TASK DETAILS – Repeat the lines of the listing below exactly, starting at the line that contains "job: trace every instance of the blue" and running through the last line, both included, and only those.

** Begin RECORDS FOR THE EXERCISE **

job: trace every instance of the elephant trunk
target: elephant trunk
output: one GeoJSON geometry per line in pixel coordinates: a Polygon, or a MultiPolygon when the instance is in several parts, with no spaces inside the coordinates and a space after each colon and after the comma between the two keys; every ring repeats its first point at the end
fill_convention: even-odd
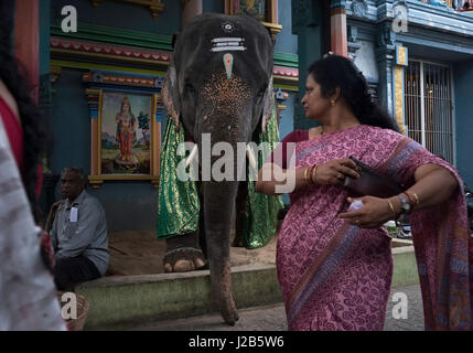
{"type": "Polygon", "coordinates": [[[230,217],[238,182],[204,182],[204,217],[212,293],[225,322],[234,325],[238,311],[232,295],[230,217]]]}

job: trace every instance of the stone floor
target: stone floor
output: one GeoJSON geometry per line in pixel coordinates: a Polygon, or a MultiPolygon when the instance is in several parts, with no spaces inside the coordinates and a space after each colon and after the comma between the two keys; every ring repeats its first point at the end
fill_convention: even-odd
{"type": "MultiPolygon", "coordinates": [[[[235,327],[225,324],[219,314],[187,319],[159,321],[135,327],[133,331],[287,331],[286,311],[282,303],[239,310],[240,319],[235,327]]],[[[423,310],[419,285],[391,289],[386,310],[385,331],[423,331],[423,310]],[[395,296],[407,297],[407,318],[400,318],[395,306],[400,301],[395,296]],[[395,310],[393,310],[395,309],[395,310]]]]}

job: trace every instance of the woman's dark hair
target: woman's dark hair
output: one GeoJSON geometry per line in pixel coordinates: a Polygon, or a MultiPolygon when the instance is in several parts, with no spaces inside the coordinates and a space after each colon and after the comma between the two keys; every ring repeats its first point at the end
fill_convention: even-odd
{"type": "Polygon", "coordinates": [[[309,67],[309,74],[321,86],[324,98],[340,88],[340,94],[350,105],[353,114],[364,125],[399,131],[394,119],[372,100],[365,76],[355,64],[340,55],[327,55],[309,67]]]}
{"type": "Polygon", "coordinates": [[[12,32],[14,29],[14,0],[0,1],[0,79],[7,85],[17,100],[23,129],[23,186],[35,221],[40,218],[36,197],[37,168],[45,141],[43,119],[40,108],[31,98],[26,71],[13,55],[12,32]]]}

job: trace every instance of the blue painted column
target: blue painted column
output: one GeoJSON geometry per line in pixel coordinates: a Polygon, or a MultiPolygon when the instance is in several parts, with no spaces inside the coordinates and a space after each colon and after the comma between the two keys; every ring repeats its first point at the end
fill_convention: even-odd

** End RECORDS FOR THE EXERCISE **

RESULT –
job: trace every instance of the blue painted column
target: blue painted column
output: one GeoJSON geometry per line in pixel coordinates: a Polygon, or a MultiPolygon when the instance is in several parts, with no spaces inside the coordinates and a space after each colon and after the comma between the two keys; every ring repeats its first point at the end
fill_convention: even-odd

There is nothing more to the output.